EXCERPT TO READ »
It’s been just over 60 years since Frank Maudsley Parsons performed the first kidney dialysis at the Leeds General Infirmary on 30th September 1956. The Artificial Kidney Unit at the Infirmary was the first of its kind in the UK.
Special Collections holds Frank Parsons’ archive, and we’re pleased to announce a new catalogue is now available online.
Parsons’ pioneering work in the use of dialysis for treating kidney failure was significant in the development of renal medicine. Born in 1918, he was an alumnus of the School of Medicine at the University of Leeds, graduating in 1941. After this, he worked as a surgical trainee at the Leeds General Infirmary (LGI) under the urologist Leslie Norman Pyrah (1899-1995).
He went on to become the Director of the Renal Research Unit at the Infirmary in 1967. Parsons also held a research post at the university in the 1950’s, and by 1974 was Senior Clinical Lecturer in Renal Medicine. He retired in 1983.
The archive contains files of papers, letters and publications by Parsons, spanning the course of his career. Many of the files contain notes and papers for a range of lectures he delivered, at conferences and events across the UK and around the world.
Cataloguing this archive has been fascinating, with the records providing an insight into Parsons’ research and how the technology used for dialysis developed. Interestingly, one of the files includes documents relating to a BBC series Your Life in Their Hands, as one of the programmes covered a visit to the LGI and the Artificial Kidney Unit in 1958 (see LUA FMP/1/2).
The new catalogue has been prepared as part of our Medical Collections Project, funded by the Wellcome Trust.

RECORDS SUPPLIED »
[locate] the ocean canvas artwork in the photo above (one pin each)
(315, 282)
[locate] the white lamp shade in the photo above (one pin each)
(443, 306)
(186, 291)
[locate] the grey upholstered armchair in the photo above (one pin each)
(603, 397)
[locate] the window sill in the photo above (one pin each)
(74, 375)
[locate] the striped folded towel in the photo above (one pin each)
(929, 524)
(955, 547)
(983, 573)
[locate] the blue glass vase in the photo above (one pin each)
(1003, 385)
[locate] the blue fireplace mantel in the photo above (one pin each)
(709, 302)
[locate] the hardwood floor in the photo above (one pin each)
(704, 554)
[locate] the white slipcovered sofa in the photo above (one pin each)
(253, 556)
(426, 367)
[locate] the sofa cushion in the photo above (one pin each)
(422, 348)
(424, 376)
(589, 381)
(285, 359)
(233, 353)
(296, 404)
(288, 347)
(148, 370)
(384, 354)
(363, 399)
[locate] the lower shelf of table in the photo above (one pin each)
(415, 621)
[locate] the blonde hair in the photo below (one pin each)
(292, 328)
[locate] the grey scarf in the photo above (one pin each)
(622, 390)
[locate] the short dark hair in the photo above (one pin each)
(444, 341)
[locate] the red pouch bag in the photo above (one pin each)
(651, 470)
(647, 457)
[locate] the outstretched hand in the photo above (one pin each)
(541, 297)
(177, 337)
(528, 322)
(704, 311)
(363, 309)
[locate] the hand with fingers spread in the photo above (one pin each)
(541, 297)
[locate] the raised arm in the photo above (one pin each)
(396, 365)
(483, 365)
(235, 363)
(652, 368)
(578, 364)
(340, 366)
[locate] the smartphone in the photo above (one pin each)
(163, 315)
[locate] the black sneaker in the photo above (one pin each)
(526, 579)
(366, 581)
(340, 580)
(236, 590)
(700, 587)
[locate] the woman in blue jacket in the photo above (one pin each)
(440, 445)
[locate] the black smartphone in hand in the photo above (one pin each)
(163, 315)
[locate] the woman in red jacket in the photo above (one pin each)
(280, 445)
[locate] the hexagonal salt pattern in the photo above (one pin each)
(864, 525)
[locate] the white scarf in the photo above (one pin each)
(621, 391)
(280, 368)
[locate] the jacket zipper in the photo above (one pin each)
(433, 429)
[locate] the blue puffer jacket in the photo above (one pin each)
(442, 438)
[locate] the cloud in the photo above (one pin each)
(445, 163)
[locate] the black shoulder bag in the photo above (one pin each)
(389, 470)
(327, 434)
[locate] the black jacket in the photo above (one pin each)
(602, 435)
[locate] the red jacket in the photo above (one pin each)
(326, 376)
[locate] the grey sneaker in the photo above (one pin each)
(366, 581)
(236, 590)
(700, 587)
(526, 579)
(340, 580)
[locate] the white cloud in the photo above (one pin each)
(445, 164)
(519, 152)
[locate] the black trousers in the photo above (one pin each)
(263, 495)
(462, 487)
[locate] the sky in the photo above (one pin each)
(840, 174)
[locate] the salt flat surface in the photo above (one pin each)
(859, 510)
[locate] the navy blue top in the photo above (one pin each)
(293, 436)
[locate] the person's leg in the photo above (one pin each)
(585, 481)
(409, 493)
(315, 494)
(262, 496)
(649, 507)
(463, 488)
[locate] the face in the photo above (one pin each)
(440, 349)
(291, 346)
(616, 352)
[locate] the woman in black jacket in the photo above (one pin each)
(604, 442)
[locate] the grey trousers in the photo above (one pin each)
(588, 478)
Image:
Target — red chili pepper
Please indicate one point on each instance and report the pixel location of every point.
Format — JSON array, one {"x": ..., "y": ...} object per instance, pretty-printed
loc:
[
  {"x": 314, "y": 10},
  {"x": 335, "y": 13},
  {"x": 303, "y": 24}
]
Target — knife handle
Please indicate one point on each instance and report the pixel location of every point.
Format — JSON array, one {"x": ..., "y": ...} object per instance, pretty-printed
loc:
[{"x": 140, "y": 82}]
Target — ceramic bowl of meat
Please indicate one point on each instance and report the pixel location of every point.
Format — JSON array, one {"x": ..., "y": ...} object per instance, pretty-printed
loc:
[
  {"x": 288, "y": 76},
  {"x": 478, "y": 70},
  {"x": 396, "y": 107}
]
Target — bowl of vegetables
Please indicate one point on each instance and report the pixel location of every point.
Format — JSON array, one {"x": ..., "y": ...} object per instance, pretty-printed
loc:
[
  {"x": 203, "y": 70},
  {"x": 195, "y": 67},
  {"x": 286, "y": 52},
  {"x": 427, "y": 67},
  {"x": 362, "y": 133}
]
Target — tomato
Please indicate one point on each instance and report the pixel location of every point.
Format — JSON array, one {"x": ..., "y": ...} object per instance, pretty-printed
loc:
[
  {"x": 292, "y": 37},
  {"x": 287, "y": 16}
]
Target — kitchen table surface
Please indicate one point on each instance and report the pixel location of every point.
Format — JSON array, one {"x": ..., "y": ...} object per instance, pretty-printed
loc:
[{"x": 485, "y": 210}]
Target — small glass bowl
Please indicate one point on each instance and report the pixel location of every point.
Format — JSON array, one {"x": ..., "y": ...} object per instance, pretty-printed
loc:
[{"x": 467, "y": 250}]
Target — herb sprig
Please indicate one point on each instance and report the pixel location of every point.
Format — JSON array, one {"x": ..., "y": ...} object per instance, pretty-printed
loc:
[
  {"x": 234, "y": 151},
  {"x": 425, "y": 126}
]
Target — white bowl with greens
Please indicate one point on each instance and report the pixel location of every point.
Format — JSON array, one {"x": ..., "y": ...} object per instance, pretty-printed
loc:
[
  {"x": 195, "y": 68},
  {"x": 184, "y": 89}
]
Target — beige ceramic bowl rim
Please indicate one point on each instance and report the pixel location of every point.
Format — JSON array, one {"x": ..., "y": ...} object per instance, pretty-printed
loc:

ABOUT THIS TASK »
Answer these from the Frank Parsons text:
1. On what date did Parsons perform the first kidney dialysis at the Leeds General Infirmary?
2. In what year did he become Director of the Renal Research Unit?
3. Which organization funded the Medical Collections Project?
Rely only on the Frank Parsons text, not on the material.

YOUR SOLUTION »
1. 30th September 1956
2. 1967
3. The Wellcome Trust